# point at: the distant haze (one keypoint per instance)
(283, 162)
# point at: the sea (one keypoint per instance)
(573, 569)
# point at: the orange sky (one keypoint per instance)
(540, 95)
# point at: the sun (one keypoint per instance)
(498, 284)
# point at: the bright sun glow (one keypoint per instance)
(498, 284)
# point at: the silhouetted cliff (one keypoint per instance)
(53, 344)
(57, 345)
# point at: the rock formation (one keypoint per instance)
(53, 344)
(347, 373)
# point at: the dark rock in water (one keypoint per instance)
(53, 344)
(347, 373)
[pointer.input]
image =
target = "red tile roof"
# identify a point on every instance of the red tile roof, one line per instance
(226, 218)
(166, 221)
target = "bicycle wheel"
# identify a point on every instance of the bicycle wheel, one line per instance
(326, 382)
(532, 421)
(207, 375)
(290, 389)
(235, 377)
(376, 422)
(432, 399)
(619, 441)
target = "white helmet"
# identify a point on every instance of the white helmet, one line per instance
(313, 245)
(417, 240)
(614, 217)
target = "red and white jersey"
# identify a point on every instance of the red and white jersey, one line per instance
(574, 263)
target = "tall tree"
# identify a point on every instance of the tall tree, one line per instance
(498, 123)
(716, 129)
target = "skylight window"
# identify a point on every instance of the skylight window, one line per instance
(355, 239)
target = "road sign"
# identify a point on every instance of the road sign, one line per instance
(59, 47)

---*---

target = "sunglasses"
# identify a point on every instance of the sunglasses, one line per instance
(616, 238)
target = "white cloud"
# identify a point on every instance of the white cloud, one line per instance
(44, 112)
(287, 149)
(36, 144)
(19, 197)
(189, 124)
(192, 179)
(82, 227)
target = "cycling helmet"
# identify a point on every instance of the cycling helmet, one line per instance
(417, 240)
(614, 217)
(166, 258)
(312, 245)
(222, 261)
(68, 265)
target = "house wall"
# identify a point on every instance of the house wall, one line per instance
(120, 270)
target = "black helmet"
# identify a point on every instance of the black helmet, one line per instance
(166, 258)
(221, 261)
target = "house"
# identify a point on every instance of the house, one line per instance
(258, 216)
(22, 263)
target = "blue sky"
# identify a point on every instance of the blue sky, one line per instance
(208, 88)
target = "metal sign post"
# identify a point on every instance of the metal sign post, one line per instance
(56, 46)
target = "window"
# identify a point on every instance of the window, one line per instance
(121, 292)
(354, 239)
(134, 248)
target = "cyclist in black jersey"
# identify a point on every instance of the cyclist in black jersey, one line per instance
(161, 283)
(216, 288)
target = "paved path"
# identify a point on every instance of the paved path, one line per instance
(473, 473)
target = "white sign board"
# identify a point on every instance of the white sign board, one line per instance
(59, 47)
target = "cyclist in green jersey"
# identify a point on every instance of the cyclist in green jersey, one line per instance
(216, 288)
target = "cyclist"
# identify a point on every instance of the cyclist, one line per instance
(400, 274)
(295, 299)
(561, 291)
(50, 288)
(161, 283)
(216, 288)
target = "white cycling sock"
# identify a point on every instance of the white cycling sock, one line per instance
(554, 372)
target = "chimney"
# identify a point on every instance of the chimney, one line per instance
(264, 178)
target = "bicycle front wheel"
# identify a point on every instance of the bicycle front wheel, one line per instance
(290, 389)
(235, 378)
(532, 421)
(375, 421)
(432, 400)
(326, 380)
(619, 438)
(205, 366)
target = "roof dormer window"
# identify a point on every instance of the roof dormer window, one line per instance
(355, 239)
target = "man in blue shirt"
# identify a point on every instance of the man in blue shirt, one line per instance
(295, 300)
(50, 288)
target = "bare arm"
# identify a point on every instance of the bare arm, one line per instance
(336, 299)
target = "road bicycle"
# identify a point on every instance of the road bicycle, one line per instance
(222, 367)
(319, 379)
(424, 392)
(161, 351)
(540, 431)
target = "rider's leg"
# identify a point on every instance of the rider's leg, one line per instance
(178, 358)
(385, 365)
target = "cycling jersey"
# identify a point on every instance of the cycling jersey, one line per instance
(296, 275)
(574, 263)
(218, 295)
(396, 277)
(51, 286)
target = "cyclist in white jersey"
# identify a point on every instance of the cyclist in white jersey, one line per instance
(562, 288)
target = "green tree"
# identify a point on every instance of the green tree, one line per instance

---*---

## EXERCISE DETAILS
Where the listing above has a line with "# identify a point on every instance of the white cycling", start there, and output every line exactly through the line with "# identify a point on every instance of the green", which is also included.

## ANSWER FOR THIS EXERCISE
# identify a point on every instance of the white cycling sock, one line per instance
(554, 372)
target = "chimney"
# identify a point on every instance of the chimney, one line per instance
(264, 178)
target = "bicycle front wheel"
# identify a point on every instance of the bicycle front wheel, one line per instance
(290, 389)
(235, 378)
(532, 421)
(375, 421)
(432, 400)
(326, 380)
(619, 438)
(205, 366)
target = "roof dormer window"
# identify a point on every instance of the roof dormer window, one line per instance
(355, 239)
target = "man in blue shirt"
# identify a point on every instance of the man in blue shirt, one line per instance
(295, 300)
(50, 288)
target = "bare arm"
# identify a point on every instance of the bare arm, one line per instance
(336, 299)
target = "road bicycle"
# identify a point on every instance of the road bicycle, one line per instance
(222, 367)
(319, 379)
(424, 392)
(161, 351)
(540, 431)
target = "rider's leg"
# identify a point on every instance of the rider's leg, one line per instance
(178, 358)
(385, 365)
target = "cycling jersey"
# identify a point on every instance of the cycling jersey, one line per instance
(296, 275)
(574, 263)
(218, 295)
(396, 277)
(51, 286)
target = "cyclist in white jersey"
# identify a point on every instance of the cyclist in white jersey, one line per instance
(562, 288)
target = "green tree"
# identify a point on every instance of the green tree, one line per instance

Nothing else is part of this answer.